§ TASKS FOR THIS EXERCISE:
**A.** In the dispatch about Ha Long Bay, which novel did the bay bring to the writer's mind?
**B.** Carry on the dispatch about the trip to Ha Long Bay from the point where it stops.

§ EXTRACTED TEXT:
--------------------

Dispatch: On the Way to Ha Long Bay


Black Travels community member, Claire Garcia is currently traveling through China and Vietnam, and has been sending us dispatches along the way.

(image) My children have often told me that things that I see always remind me of books. Well, Ha Long Bay reminded me of my second-favorite novel in the world, Joseph Conrad's The Secret Sharer.

As I leaned on the rail of our classic junk (such a precise replica of the traditional boat that all the various mechanisms that would now be made out of iron or steel were wood), gazing out over the placid seascape of still water and jutting islands, lines of Conrad's kept coming back to me during our 2 days and a night at sea.

For Conrad, this northern part of the South China sea was part of the Gulf of Siam; to the French colonists and later the American military forces, it was the Gulf of Tonkin. Now, to the recently (in their long history) unified nation of Viet Nam, it is Ha Long "Descending Dragon") Bay.

To get to Ha Long, one must go 3 hours north of Ha Noi along a very exciting highway. I now know that my husband's opinion that three vehicles going in two directions can pass each other if no one loses their head is true~ and add a multitude of scooters and bicycles, water buffalo and chickens and goats and you can imagine that it was better not to look out of the front window of
the mini van.

--------------------

§ LISTED RECORDS:
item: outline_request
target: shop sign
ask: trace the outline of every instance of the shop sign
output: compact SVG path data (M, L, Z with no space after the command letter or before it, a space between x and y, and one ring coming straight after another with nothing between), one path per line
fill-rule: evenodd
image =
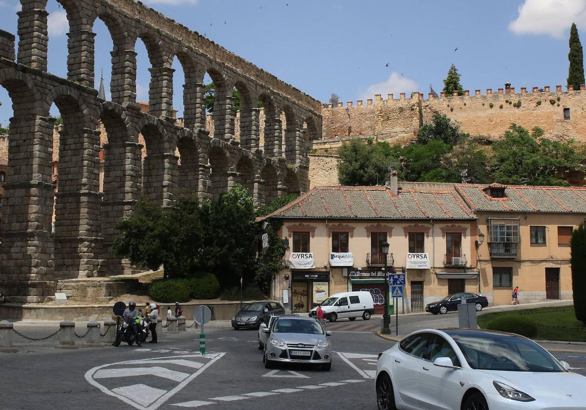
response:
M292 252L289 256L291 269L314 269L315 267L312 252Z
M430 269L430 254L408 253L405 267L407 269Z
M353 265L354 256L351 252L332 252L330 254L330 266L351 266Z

--------------------

§ RESULTS IN ORDER:
**A.** Joseph Conrad's The Secret Sharer, the writer's second-favorite novel.

**B.**
There is an average of 3 motor scooters per household in Vietnam. Most people do not have cars. Among the more startling things I have seen on the backs of motor scooters:
  • a brand new washing machine;
  • a cow;
  • four porcelain vases, each about 5 feet tall;
(image) Of course, it is routine to see families, including infants, who would have taken up a whole minivan on one scooter, and mountains of various produce.

We also passed several Vietnamese houses, most of which were extremely narrow (one room wide), three or four stories high, with wide verandahs on each story, with elaborate pagoda style roofs. They are usually colored in "bright pastels"-- a term I would have considered an oxymoron before seeing the yellows, blues, pinks, and greens of the houses in the towns along the highway.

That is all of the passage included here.